+++ Records +++
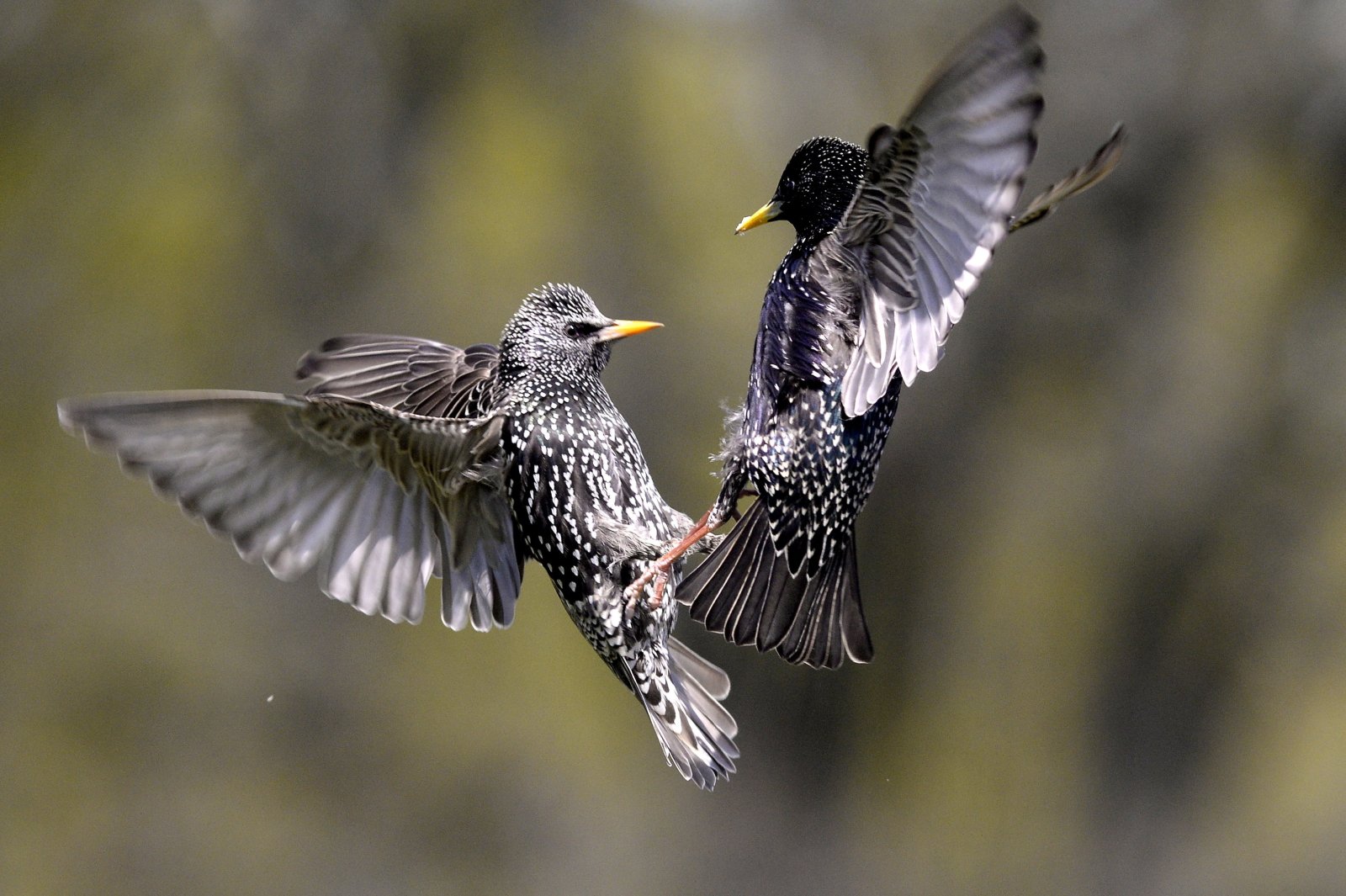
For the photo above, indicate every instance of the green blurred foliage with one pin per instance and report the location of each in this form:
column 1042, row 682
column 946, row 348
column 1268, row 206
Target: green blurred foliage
column 1105, row 564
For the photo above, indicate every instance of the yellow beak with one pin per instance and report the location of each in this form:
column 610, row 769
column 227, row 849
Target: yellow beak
column 623, row 328
column 771, row 211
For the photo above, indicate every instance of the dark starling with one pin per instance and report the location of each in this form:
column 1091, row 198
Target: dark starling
column 410, row 458
column 890, row 241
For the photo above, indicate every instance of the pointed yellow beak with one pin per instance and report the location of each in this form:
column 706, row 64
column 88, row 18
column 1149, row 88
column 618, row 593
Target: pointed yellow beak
column 623, row 328
column 771, row 211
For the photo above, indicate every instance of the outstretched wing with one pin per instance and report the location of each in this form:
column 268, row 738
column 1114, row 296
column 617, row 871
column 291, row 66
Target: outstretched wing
column 417, row 375
column 1104, row 159
column 933, row 204
column 380, row 498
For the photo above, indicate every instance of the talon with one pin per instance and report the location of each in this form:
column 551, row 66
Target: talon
column 660, row 581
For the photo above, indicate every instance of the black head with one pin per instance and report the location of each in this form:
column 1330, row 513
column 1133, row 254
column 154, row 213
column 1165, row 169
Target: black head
column 814, row 188
column 560, row 331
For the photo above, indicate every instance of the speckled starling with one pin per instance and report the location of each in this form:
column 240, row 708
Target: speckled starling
column 410, row 458
column 890, row 242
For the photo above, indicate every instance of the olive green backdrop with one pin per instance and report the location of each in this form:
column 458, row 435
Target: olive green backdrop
column 1104, row 565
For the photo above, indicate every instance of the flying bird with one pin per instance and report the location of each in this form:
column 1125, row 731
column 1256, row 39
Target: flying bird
column 410, row 459
column 890, row 240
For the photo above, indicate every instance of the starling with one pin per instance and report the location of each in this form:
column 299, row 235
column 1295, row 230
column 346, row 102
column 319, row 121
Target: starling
column 890, row 241
column 410, row 458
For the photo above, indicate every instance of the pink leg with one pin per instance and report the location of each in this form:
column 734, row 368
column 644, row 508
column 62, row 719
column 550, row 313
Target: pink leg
column 660, row 568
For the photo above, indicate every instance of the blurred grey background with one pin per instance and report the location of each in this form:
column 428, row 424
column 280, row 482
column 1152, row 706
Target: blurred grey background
column 1105, row 563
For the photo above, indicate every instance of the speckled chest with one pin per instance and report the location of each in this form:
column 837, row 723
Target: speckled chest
column 576, row 467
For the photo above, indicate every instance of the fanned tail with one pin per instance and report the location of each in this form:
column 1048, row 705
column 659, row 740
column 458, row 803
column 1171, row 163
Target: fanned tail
column 746, row 592
column 684, row 707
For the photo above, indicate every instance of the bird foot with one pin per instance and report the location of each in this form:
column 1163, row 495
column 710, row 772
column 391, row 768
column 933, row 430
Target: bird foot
column 659, row 570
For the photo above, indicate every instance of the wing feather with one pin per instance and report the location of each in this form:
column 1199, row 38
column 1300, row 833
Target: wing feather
column 374, row 496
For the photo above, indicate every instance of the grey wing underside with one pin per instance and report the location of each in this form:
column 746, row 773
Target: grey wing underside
column 417, row 375
column 379, row 500
column 933, row 204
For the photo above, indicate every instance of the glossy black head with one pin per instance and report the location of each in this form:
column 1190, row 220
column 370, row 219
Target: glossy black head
column 560, row 332
column 816, row 188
+++
### [Exercise objective]
An exact repeat of all the data is required, pictures excluded.

### [Written solution]
For the photo above, indicate every instance of the green blurred foliage with one pin per instance and report the location of each in this form:
column 1042, row 682
column 946, row 348
column 1268, row 206
Target: green blurred foliage
column 1105, row 564
For the photo above, indicate every instance of the yellow beak with one pin per instance and report the location of each in this form:
column 610, row 769
column 227, row 849
Target: yellow beak
column 623, row 328
column 771, row 211
For the photo above, indicate every instance of the dark starling with one pin per instance and report the location of each in this form:
column 1091, row 198
Target: dark starling
column 410, row 458
column 890, row 241
For the photo above, indicate every instance of the pointed yellow beak with one pin per instance and report the location of each in this form:
column 706, row 64
column 88, row 18
column 1149, row 88
column 618, row 593
Target: pointed yellow beak
column 623, row 328
column 771, row 211
For the photo above, indicate every instance of the outstretched wing with one pin per instance and report the location of each in this form:
column 268, row 738
column 1114, row 296
column 617, row 871
column 291, row 66
Target: outstretched wing
column 417, row 375
column 1104, row 159
column 933, row 204
column 380, row 498
For the photo above, indicate every instance of the talon with one pin per instance and report the location of each in this form:
column 551, row 66
Target: talon
column 660, row 581
For the photo above, indicate every instance of the black head with one pin per instance and report the location of each in this form:
column 1330, row 513
column 1133, row 254
column 154, row 213
column 1165, row 169
Target: black head
column 814, row 188
column 560, row 331
For the photo above, indicate every instance of the speckled starling with one pin per instance and report the location of each in this form:
column 240, row 708
Target: speckled starling
column 410, row 458
column 890, row 242
For the photo above, indicate every instance of the olive green backdrop with one pin per instance and report the location of each in this form:
column 458, row 435
Target: olive green backdrop
column 1104, row 565
For the photo above, indicate every instance of the flying bird with one pin per instance and report the location of each in this form:
column 1125, row 731
column 1256, row 39
Target: flying bird
column 410, row 459
column 890, row 240
For the photo above, indicate every instance of the starling with one pin per instance and report the location of each in this form:
column 299, row 235
column 1295, row 230
column 346, row 102
column 319, row 121
Target: starling
column 890, row 241
column 410, row 458
For the photo above, indicate every instance of the pink leg with one pin per instance and report the location of each in this form:
column 734, row 368
column 644, row 508
column 62, row 719
column 550, row 313
Target: pink leg
column 660, row 568
For the photo above, indicate every instance of the blurred grey background with one pin per instance and report the location of each in this form:
column 428, row 424
column 280, row 482
column 1152, row 706
Target: blurred grey background
column 1105, row 563
For the photo above, indicate every instance of the speckled chest with one pin per instance and report the location of each in this form:
column 837, row 723
Target: speckled chest
column 576, row 467
For the photo above, indicate every instance of the fanned tail with one pin per instance and report the location of each in this form:
column 1048, row 705
column 659, row 740
column 458, row 803
column 1171, row 163
Target: fanned tail
column 746, row 592
column 684, row 707
For the photo above, indicate every instance of the bird foot with one pin per instance and report the location of each in this form:
column 1163, row 495
column 710, row 772
column 391, row 768
column 933, row 430
Target: bird foot
column 659, row 570
For the photo above, indicate every instance of the wing feather with one pin per instance and report the location of each in this form:
column 1199, row 38
column 1300, row 833
Target: wing feather
column 374, row 496
For the photo above, indicate every instance of the grey wing underside with one pin per instance and report the location of each in this form:
column 746, row 773
Target: grey wing underside
column 417, row 375
column 379, row 500
column 933, row 204
For the photo above, indicate every instance of the glossy black head with one pin per instance and report the location of each in this form:
column 1190, row 220
column 370, row 219
Target: glossy black head
column 560, row 332
column 816, row 188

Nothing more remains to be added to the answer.